● **TAREFA PROPOSTA**
Reescreva integralmente todas as entradas a seguir, mantendo cada linha sem qualquer alteração.

● **ENTRADAS FORNECIDAS**
------
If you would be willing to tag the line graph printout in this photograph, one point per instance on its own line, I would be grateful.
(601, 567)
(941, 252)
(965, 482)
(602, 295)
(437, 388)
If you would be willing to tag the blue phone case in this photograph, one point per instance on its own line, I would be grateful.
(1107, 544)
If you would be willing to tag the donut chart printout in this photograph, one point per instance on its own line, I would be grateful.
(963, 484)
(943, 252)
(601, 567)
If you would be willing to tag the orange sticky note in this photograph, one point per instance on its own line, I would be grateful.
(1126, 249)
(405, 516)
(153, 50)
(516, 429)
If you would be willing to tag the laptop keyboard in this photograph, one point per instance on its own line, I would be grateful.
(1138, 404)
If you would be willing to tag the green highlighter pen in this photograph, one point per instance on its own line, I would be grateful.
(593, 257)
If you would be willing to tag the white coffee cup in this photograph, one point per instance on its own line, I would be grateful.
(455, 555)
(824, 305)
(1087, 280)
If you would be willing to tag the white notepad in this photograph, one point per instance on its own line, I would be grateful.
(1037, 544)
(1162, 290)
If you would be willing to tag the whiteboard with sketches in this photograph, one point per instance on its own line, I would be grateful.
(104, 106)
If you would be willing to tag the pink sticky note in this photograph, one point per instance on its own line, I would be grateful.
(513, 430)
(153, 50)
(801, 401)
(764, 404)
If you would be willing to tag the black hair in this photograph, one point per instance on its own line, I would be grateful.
------
● **RESPOSTA DO EXERCÍCIO**
If you would be willing to tag the line graph printout in this photograph, one point per instance on its own line, I would be grateful.
(601, 567)
(941, 252)
(965, 482)
(602, 295)
(437, 388)
If you would be willing to tag the blue phone case in this photograph, one point per instance on its own line, I would be grateful.
(1107, 544)
If you would be willing to tag the donut chart printout in this photograph, one point per instance on its own line, I would be grateful.
(963, 484)
(943, 252)
(601, 567)
If you would be willing to tag the orange sticky note in this photograph, one point per instance on its own line, I would be grateful.
(1126, 249)
(405, 516)
(153, 50)
(516, 429)
If you would be willing to tag the laptop keyboard in this photograph, one point per instance on its own line, I would be grateful.
(1138, 404)
If you would be willing to tag the green highlighter pen in this photograph, one point per instance on its own line, I would be grateful.
(593, 257)
If you would be willing to tag the white coffee cup in this photograph, one point per instance on its own line, I would be grateful.
(455, 555)
(824, 305)
(1087, 280)
If you would be willing to tag the white notepad in this photograph, one point per instance on its own line, I would be grateful.
(1037, 544)
(1162, 290)
If you would be willing to tag the whiteboard with sketches in this photograph, one point per instance on its own line, I would be grateful.
(104, 106)
If you would be willing to tag the pink sticky note in this photograph, one point per instance on its own line, I would be grateful.
(513, 430)
(153, 50)
(801, 401)
(764, 404)
If you would be willing to tag the black hair in this photograph, one point per instance on its own line, I would be grateful.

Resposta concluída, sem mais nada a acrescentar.